:: EXTRACTED DATA

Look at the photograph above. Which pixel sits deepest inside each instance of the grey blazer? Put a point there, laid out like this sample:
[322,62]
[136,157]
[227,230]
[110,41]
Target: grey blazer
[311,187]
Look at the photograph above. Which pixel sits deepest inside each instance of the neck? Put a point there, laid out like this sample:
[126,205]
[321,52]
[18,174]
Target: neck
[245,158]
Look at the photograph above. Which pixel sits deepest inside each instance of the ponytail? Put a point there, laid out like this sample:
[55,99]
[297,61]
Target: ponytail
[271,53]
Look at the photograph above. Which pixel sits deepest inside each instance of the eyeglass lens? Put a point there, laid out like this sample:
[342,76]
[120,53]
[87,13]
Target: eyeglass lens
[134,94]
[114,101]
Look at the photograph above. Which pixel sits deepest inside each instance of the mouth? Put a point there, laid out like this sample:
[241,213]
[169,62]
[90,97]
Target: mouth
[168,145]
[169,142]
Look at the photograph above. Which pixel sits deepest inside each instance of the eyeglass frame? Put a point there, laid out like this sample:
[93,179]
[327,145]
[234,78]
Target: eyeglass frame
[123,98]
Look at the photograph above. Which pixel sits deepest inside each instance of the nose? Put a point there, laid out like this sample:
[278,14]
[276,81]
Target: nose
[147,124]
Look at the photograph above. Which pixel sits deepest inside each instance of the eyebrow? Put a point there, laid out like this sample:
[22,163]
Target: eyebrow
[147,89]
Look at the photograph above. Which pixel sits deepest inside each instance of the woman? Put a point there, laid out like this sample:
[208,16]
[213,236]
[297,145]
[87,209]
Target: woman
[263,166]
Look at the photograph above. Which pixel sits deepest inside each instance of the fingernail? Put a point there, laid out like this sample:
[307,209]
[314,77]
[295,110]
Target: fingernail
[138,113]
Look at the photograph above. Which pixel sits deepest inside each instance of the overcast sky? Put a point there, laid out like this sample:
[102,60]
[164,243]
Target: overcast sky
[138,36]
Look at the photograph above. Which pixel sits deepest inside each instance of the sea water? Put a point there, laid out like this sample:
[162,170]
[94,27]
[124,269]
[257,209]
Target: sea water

::::

■ **WHAT THE TASK ASKS**: Transcribe the full listing above without leaving anything out.

■ **EXPECTED ANSWER**:
Look at the photograph above. Which pixel sits deepest inside each instance of the grey blazer? Put a point there, laid out like this sample:
[322,62]
[136,157]
[227,230]
[110,41]
Target: grey blazer
[311,187]
Look at the photograph above. Which pixel sits deepest inside each instance of the neck? Put a point there, laid out like this sample:
[126,205]
[321,52]
[18,174]
Target: neck
[245,158]
Look at the photograph above. Which pixel sits deepest inside each instance of the ponytail? Put a point there, laid out like this sample:
[55,99]
[297,61]
Target: ponytail
[271,53]
Look at the photograph above. Which pixel sits deepest inside each instance of the eyeglass lens? Put a point there, laid out like this sample:
[342,76]
[120,53]
[87,13]
Target: eyeglass lens
[134,94]
[114,101]
Look at the photograph above. Which pixel sits deepest inside each instance of the mouth? Put a point there, laid out like this sample:
[241,213]
[169,62]
[90,97]
Target: mouth
[168,145]
[169,142]
Look at the photograph above. Which pixel sits deepest inside each instance of the eyeglass frame? Put a point there, laid out like this sample:
[93,179]
[327,145]
[234,78]
Target: eyeglass frame
[123,98]
Look at the photograph above. Which pixel sits deepest inside each instance of the nose? Put a point there, laid out like this sample:
[278,14]
[276,81]
Target: nose
[147,124]
Look at the photograph above. Which pixel sits deepest inside each instance of the eyebrow? Put a point there, laid out like this sample:
[22,163]
Target: eyebrow
[147,89]
Look at the photograph above. Which pixel sits deepest inside each instance of the woman? Put a point there, laid out like this sample:
[208,16]
[213,236]
[297,145]
[87,209]
Target: woman
[263,166]
Look at the photograph above. Which pixel sits deepest inside each instance of the fingernail? Put a point there, laid out like this sample:
[307,209]
[314,77]
[295,110]
Target: fingernail
[138,113]
Look at the photograph above. Which pixel sits deepest inside each instance of the overcast sky? Put a point there, laid out like this sample:
[102,60]
[164,243]
Target: overcast sky
[138,36]
Look at the photograph above. Which pixel sits deepest inside each instance of the sea water? Put a point there, laid out like this sample:
[162,170]
[94,27]
[124,269]
[257,209]
Target: sea water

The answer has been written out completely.